# EXERCISE DETAILS
Could you recast every line of the data below as a Markdown table with the columns "Row" and "Line", numbering each row and leaving out blank lines?

-- start of EXTRACTED DATA --

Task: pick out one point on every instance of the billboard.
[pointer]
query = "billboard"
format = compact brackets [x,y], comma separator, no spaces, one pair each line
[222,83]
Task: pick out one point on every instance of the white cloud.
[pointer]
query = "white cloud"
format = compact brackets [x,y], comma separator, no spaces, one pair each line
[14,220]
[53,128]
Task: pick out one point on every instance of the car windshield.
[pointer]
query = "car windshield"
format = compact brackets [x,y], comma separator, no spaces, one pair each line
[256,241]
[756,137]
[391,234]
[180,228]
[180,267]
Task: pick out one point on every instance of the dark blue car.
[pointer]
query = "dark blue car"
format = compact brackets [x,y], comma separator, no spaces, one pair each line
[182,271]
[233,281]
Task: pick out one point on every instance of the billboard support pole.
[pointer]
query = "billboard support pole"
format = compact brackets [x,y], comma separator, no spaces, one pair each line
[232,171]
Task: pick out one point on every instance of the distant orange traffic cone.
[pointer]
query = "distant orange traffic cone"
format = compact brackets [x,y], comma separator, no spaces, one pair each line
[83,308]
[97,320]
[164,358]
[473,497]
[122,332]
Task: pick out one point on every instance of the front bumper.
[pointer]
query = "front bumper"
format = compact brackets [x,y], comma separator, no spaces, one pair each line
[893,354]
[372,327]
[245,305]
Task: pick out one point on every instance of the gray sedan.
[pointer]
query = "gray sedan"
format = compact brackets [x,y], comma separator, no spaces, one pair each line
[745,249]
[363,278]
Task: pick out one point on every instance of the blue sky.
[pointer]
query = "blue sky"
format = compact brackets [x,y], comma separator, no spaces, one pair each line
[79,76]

-- end of EXTRACTED DATA --

# COMPLETE ANSWER
| Row | Line |
|---|---|
| 1 | Task: pick out one point on every instance of the billboard. |
| 2 | [pointer] |
| 3 | query = "billboard" |
| 4 | format = compact brackets [x,y], comma separator, no spaces, one pair each line |
| 5 | [222,83] |
| 6 | Task: pick out one point on every instance of the white cloud. |
| 7 | [pointer] |
| 8 | query = "white cloud" |
| 9 | format = compact brackets [x,y], comma separator, no spaces, one pair each line |
| 10 | [14,220] |
| 11 | [53,128] |
| 12 | Task: pick out one point on every instance of the car windshield. |
| 13 | [pointer] |
| 14 | query = "car windshield" |
| 15 | format = compact brackets [x,y], comma separator, no spaces, one pair each line |
| 16 | [256,241] |
| 17 | [756,137] |
| 18 | [391,234] |
| 19 | [180,228] |
| 20 | [180,267] |
| 21 | Task: pick out one point on every instance of the dark blue car. |
| 22 | [pointer] |
| 23 | query = "dark blue car" |
| 24 | format = compact brackets [x,y], comma separator, no spaces, one pair each line |
| 25 | [182,271] |
| 26 | [233,281] |
| 27 | Task: pick out one point on every instance of the billboard support pole. |
| 28 | [pointer] |
| 29 | query = "billboard support pole" |
| 30 | format = compact brackets [x,y], comma separator, no spaces, one pair each line |
| 31 | [232,171] |
| 32 | Task: pick out one point on every instance of the distant orange traffic cone. |
| 33 | [pointer] |
| 34 | query = "distant orange traffic cone" |
| 35 | format = compact brackets [x,y], comma separator, no spaces, one pair each line |
| 36 | [83,308] |
| 37 | [97,320] |
| 38 | [164,358] |
| 39 | [473,497] |
| 40 | [122,332] |
| 41 | Task: pick out one point on every instance of the front bumper. |
| 42 | [pointer] |
| 43 | query = "front bumper" |
| 44 | format = compact brackets [x,y], comma separator, no spaces, one pair each line |
| 45 | [893,354] |
| 46 | [372,327] |
| 47 | [245,305] |
| 48 | Task: pick out one point on every instance of the gray sedan. |
| 49 | [pointer] |
| 50 | query = "gray sedan" |
| 51 | format = compact brackets [x,y], comma separator, no spaces, one pair each line |
| 52 | [745,249] |
| 53 | [363,278] |
| 54 | Task: pick out one point on every instance of the blue sky. |
| 55 | [pointer] |
| 56 | query = "blue sky" |
| 57 | format = compact brackets [x,y], comma separator, no spaces, one pair each line |
| 58 | [79,76] |